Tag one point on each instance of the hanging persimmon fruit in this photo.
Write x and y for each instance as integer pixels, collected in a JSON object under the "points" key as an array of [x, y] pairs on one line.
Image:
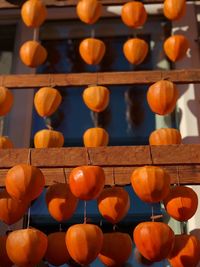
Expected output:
{"points": [[33, 13], [89, 11], [47, 101], [57, 253], [11, 210], [150, 183], [32, 54], [92, 50], [135, 50], [185, 251], [165, 136], [154, 240], [95, 137], [26, 247], [162, 97], [4, 259], [6, 100], [116, 250], [134, 14], [24, 182], [174, 9], [48, 138], [87, 182], [176, 47], [61, 203], [181, 203], [84, 242], [113, 204], [96, 98], [5, 142]]}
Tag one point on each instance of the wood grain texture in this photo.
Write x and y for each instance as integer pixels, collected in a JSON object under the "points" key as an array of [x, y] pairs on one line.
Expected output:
{"points": [[102, 78], [180, 174], [181, 161], [60, 3]]}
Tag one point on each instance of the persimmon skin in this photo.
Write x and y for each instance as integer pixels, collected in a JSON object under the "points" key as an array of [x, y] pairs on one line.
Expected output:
{"points": [[185, 251], [150, 183], [84, 242], [11, 210], [87, 182], [57, 253], [113, 204], [24, 182], [174, 9], [176, 47], [96, 98], [26, 247], [135, 50], [47, 101], [89, 11], [32, 54], [92, 50], [162, 97], [154, 240], [134, 14], [181, 203], [33, 13]]}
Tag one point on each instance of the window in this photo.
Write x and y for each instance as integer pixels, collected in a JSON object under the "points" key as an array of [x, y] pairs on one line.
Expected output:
{"points": [[128, 119]]}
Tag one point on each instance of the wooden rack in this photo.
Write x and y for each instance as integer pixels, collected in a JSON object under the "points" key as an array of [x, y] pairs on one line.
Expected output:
{"points": [[60, 3], [181, 161], [101, 78]]}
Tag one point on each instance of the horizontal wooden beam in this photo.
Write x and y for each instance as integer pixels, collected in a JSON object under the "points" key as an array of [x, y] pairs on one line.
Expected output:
{"points": [[181, 161], [102, 78], [60, 3]]}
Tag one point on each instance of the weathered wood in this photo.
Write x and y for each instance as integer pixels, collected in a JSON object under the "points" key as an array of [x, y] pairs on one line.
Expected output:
{"points": [[101, 78], [59, 3], [183, 174]]}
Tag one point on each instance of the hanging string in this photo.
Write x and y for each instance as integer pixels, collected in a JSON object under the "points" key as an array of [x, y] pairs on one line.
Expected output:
{"points": [[178, 175], [29, 157], [29, 215], [88, 157], [152, 214], [35, 34], [113, 176], [85, 212], [65, 176]]}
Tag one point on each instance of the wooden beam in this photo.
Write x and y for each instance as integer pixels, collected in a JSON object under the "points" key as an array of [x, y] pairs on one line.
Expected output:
{"points": [[102, 78], [181, 161], [60, 3]]}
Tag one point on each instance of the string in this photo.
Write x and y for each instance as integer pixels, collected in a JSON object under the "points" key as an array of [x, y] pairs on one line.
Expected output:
{"points": [[152, 214], [85, 211], [35, 34], [29, 157], [65, 176], [178, 175], [88, 157], [113, 176], [29, 215]]}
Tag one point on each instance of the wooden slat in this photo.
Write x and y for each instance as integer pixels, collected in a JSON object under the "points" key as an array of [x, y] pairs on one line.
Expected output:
{"points": [[188, 175], [59, 3], [103, 78]]}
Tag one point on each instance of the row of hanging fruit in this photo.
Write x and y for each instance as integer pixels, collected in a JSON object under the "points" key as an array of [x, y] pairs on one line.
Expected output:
{"points": [[161, 97], [85, 242], [92, 50]]}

───

(Task description) Return the data above line for line without any change, leaving out the picture.

(Exercise response)
Tag one point on each instance of the hanging persimmon fruit in this photo.
Write x and y for each instance as integer pixels, collected in a JSON object under the "points" key as an array of [x, y] pairs on one line.
Image:
Expected output:
{"points": [[33, 13], [89, 11], [47, 101], [57, 253], [11, 210], [150, 183], [32, 54], [92, 50], [135, 50], [185, 251], [165, 136], [154, 240], [95, 137], [26, 247], [162, 97], [4, 259], [6, 100], [116, 250], [134, 14], [24, 182], [174, 9], [48, 138], [87, 182], [176, 47], [61, 203], [181, 203], [84, 242], [113, 204], [96, 98], [5, 142]]}
Tag one point on each instance of the wood grain texture in this photo.
Write x and y for each instance as integer pixels, collected in a JSON object under the "points" key as an array of [x, y] pairs on one line.
Expected output:
{"points": [[102, 78], [180, 174], [181, 161], [60, 3]]}
Tag one point on each instance of the persimmon skin in this photo.
Write x and y for each instance as integer pixels, collected in a JSON object under the "points" key as an array of [x, y] pairs on one line.
Expected output:
{"points": [[185, 251], [150, 183], [84, 242], [11, 210], [87, 182], [57, 253], [113, 204], [24, 182], [174, 9], [176, 47], [96, 98], [26, 247], [135, 50], [47, 101], [89, 11], [32, 54], [92, 50], [162, 97], [154, 240], [134, 14], [181, 203], [33, 13]]}
Tag one point on each instance of the window in this photo.
Write x and y for each instance as integer pixels, collected in a JSON object under the "points" key as an array of [x, y] pairs on one line.
Expected output:
{"points": [[128, 119]]}
Tag one point on each instance of the wooden rack in this photo.
Write x and y for each instance as integer pixels, collected in a JSON object under the "points" key as an array of [x, y] pairs on one line.
Expected output:
{"points": [[60, 3], [181, 161], [101, 78]]}
Tag one point on each instance of the horizontal wooden beam in this photo.
Write x and y for each instance as integer pixels, collected in a JSON object under the "points" key as an array of [x, y] pairs on one line.
Expected output:
{"points": [[181, 161], [102, 78], [60, 3]]}
Tag one point on each instance of the weathered wood in this photo.
Write x and y for each instance as integer pixels, collected in a JSON object under the "points" key as an array of [x, y] pairs on one line.
Expected output:
{"points": [[101, 78], [59, 3], [183, 174]]}
Tag one point on each instance of the hanging string in this photo.
Write x and y for each instance as integer pixels, collected in a JSON object under the "points" key as an array of [x, y] pairs on one line.
Expected output:
{"points": [[178, 175], [29, 157], [29, 215], [88, 157], [152, 214], [35, 34], [113, 176], [85, 212], [65, 176]]}
Tag one point on each instance of the wooden beam in this photo.
Write x and y for each instance as integer pixels, collected in a JSON object under the "points" key as an array of [x, y] pairs on one line.
Expected output:
{"points": [[102, 78], [181, 161], [60, 3]]}
Tag one point on each instance of the string in this photo.
Write x and y for each instance as integer pixels, collected in a JSON object under the "points" key as an array of [x, y] pairs on one line.
Expected output:
{"points": [[152, 214], [85, 211], [35, 34], [29, 157], [65, 176], [178, 175], [88, 157], [113, 176], [29, 215]]}
Tag one point on each instance of the wooden slat in this photo.
Write x and y for each instance as integer pixels, collected in a JSON object under the "points" key as an array of [x, y] pairs on one line.
Expected output:
{"points": [[188, 175], [59, 3], [103, 78]]}
Tag one point on each instance of the row of hanging fruit in this photo.
Write x and y for each instance as integer pixels, collected in a JSON object under the "points" key as an array of [x, y] pairs on one line.
Expected output:
{"points": [[161, 97], [85, 242], [92, 50]]}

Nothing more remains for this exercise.